## What this task involves
Beginning with the line where "blue sky patch." appears, restate the lines word for word through the last one in the listing.

───── Records for the exercise ─────

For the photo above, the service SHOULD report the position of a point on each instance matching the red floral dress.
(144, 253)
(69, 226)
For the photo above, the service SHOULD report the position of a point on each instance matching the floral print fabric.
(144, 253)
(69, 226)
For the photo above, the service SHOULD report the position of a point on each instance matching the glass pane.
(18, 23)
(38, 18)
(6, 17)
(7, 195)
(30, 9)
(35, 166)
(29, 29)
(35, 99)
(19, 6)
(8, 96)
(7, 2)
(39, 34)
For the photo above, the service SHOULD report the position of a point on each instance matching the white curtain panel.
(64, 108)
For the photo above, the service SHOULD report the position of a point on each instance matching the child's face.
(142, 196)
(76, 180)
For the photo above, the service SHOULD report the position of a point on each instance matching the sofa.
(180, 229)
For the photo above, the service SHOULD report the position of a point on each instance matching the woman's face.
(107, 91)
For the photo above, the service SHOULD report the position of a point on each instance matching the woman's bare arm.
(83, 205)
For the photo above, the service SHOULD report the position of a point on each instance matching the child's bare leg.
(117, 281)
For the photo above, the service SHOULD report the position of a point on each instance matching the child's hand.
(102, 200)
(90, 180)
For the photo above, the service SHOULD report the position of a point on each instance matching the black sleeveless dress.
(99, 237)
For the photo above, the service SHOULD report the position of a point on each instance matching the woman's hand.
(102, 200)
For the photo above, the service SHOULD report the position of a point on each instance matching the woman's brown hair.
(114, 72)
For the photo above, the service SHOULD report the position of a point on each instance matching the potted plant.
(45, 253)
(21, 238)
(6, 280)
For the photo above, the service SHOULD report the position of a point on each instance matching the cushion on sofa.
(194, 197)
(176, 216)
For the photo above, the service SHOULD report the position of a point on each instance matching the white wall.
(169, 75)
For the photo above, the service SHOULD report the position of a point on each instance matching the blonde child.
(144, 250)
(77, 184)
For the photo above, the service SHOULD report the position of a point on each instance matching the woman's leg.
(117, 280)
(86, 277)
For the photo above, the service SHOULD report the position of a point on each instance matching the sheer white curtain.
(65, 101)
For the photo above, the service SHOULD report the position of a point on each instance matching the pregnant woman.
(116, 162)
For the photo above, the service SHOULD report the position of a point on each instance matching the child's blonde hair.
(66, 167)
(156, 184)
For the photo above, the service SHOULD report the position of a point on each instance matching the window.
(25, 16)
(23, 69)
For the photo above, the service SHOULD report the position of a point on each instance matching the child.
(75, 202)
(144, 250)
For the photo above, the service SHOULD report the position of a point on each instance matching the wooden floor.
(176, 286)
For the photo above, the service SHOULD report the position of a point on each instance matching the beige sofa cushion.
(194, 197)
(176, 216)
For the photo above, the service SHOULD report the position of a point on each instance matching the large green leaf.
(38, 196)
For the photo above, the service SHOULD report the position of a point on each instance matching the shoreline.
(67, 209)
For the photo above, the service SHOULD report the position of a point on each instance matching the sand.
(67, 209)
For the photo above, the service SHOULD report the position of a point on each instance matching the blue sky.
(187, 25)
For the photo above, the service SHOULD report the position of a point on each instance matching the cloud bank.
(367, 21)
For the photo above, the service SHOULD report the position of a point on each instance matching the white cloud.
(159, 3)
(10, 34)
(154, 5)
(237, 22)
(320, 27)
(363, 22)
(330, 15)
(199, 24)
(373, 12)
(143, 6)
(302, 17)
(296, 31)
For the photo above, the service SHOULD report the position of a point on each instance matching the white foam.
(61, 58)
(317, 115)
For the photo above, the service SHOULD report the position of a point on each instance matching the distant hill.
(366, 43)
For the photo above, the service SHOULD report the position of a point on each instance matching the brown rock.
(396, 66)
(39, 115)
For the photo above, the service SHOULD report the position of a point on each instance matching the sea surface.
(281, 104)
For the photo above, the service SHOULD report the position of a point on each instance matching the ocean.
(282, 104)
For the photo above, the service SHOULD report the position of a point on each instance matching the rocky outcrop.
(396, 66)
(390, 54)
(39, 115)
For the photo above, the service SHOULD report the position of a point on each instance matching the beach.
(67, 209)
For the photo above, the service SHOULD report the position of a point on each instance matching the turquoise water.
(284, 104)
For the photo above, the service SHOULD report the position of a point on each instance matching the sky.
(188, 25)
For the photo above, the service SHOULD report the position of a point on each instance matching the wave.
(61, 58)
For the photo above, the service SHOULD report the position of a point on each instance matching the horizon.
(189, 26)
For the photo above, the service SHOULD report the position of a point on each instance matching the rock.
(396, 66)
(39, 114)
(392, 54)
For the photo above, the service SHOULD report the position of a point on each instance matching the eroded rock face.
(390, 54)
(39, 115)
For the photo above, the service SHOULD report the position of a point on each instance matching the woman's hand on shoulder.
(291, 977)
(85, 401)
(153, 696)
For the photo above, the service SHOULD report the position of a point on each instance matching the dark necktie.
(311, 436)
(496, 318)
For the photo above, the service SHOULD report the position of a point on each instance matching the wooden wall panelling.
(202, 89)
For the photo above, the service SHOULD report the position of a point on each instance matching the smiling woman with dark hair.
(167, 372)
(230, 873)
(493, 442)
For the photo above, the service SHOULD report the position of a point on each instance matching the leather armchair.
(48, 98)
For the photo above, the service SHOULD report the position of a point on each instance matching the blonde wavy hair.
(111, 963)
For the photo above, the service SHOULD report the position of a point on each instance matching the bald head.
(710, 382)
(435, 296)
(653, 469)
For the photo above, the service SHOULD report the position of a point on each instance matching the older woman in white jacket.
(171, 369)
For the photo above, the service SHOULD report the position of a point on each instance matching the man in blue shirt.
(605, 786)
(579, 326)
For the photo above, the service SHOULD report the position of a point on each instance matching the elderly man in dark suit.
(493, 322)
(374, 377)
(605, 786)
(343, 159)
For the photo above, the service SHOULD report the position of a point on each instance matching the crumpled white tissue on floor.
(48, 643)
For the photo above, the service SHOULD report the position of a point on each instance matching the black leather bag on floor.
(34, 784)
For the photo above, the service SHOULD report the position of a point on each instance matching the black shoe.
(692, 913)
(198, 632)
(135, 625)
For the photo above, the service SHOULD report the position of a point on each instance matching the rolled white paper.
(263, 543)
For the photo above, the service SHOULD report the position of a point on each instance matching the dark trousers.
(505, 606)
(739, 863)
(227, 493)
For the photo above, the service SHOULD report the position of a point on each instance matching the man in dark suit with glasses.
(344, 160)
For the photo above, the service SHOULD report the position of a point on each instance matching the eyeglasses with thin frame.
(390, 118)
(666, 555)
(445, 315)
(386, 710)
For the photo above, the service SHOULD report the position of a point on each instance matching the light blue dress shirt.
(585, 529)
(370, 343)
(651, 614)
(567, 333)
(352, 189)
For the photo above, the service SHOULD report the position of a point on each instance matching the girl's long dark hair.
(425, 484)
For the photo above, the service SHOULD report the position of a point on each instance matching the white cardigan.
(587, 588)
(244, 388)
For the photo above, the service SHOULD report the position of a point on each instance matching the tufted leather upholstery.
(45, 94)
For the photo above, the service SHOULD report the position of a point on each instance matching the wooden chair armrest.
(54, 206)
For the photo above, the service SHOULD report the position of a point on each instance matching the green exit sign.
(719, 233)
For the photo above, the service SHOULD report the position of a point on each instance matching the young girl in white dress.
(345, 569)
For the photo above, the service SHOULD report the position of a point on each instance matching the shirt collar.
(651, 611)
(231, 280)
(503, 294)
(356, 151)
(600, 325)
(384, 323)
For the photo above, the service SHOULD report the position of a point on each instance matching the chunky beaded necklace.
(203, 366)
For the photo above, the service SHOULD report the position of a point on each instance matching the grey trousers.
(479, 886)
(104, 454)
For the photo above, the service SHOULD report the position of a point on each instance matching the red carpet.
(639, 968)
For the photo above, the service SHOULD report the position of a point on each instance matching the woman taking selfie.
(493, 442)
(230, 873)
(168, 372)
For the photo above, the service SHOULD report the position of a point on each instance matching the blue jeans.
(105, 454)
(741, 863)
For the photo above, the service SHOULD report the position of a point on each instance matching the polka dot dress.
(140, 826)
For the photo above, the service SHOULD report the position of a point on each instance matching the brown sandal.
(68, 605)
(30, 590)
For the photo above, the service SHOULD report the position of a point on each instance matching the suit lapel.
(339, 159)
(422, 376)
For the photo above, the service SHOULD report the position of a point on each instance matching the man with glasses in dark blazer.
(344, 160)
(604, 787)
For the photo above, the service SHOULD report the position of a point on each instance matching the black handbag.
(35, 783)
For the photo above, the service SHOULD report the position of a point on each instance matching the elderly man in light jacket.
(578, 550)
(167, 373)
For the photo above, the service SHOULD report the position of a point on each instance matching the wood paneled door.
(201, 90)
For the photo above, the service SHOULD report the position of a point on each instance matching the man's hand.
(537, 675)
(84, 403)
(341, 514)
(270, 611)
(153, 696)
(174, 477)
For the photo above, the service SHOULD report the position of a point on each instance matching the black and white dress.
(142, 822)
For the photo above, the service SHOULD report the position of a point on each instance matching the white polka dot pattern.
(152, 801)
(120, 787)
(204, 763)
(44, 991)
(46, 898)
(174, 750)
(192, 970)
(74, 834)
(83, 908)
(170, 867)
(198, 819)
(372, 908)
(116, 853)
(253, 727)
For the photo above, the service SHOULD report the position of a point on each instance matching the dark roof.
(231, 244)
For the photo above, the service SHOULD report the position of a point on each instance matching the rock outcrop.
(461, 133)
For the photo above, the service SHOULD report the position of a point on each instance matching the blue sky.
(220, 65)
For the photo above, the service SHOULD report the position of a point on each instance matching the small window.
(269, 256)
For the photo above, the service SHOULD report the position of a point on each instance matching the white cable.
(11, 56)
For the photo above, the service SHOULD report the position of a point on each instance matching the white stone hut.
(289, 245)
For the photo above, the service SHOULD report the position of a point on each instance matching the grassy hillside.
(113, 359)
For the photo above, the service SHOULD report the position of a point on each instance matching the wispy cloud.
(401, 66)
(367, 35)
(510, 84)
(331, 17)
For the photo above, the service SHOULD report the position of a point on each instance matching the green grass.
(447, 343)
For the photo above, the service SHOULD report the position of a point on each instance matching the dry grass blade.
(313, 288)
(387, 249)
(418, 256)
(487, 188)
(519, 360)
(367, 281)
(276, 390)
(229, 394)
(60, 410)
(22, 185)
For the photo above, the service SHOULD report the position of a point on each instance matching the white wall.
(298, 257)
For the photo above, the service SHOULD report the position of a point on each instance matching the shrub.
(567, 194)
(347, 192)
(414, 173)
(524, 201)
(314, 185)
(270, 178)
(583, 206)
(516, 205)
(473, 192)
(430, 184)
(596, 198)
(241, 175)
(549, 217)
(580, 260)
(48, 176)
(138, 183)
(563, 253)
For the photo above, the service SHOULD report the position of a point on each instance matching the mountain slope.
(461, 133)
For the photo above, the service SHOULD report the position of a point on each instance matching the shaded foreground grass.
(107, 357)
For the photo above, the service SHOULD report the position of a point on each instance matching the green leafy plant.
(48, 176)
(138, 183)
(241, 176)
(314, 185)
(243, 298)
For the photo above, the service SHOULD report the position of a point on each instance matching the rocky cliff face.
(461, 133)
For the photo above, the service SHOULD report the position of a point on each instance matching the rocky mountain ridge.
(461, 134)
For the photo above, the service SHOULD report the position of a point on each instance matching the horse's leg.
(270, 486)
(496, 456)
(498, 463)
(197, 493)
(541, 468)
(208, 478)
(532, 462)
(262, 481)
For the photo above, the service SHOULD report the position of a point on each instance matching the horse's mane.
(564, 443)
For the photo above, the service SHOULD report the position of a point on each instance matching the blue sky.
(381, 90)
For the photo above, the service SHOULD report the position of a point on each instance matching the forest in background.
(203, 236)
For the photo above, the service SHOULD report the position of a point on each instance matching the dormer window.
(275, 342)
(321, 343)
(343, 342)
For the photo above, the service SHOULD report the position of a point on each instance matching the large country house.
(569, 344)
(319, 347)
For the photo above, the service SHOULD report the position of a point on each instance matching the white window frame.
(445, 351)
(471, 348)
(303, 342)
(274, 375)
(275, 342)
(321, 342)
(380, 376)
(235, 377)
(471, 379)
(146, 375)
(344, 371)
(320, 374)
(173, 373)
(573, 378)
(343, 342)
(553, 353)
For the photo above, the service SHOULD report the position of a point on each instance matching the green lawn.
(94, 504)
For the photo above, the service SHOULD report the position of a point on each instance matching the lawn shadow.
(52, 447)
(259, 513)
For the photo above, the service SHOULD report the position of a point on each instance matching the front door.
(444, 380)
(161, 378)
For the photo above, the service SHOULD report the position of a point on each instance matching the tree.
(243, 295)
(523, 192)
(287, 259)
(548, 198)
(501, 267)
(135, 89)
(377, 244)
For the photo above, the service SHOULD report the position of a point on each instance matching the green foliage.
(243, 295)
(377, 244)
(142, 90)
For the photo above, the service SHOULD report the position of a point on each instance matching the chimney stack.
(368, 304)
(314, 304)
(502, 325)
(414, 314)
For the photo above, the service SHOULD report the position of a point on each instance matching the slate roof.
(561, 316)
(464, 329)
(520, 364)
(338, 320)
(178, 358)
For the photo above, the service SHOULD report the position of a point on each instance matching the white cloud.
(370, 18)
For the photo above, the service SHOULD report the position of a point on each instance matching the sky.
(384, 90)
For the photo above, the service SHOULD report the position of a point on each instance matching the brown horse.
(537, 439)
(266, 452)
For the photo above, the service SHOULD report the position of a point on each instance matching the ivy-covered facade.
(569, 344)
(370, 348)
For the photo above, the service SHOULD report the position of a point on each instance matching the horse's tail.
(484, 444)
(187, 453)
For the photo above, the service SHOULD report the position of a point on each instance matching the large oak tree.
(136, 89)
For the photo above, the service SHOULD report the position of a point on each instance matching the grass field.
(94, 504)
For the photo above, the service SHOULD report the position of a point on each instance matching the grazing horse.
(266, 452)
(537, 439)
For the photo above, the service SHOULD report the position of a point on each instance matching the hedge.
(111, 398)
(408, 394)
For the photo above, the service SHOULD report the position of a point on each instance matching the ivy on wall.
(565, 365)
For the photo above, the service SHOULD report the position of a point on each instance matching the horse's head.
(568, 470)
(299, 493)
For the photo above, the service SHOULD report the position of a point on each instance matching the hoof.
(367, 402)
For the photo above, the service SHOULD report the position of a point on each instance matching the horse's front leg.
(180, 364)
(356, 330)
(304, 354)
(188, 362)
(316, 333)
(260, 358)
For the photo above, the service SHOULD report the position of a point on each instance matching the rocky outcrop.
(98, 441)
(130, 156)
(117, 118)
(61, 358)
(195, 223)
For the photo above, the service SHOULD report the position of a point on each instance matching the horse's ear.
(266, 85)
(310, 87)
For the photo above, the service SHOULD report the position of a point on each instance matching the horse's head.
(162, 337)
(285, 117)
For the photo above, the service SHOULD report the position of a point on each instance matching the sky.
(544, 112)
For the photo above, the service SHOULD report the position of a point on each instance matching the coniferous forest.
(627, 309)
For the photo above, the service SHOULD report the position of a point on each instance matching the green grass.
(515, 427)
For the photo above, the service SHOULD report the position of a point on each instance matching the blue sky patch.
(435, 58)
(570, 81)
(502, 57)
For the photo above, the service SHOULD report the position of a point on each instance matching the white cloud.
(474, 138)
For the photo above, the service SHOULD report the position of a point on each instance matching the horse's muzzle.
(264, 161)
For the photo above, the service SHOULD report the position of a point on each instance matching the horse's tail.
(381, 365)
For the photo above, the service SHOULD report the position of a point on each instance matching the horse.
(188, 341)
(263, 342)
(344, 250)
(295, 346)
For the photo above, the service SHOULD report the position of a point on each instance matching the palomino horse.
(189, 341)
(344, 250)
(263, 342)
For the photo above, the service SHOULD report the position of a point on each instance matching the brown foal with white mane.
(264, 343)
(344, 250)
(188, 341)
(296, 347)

─────

## Expected answer
For the photo above, the service SHOULD report the position of a point on each instance matching the blue sky patch.
(435, 58)
(570, 81)
(502, 57)
For the photo above, the service SHOULD report the position of a point on each instance matching the white cloud.
(474, 138)
For the photo above, the service SHOULD report the position of a point on each instance matching the horse's muzzle.
(264, 161)
For the photo above, the service SHOULD report the position of a point on each instance matching the horse's tail.
(381, 365)
For the photo above, the service SHOULD report the position of a point on each instance matching the horse.
(188, 341)
(263, 342)
(344, 250)
(295, 346)
For the photo above, the service SHOULD report the position of a point on each instance matching the palomino horse.
(189, 341)
(344, 250)
(263, 342)
For the photo above, the service SHOULD report the position of a point on each instance matching the brown foal with white mane.
(264, 343)
(344, 250)
(188, 341)
(296, 347)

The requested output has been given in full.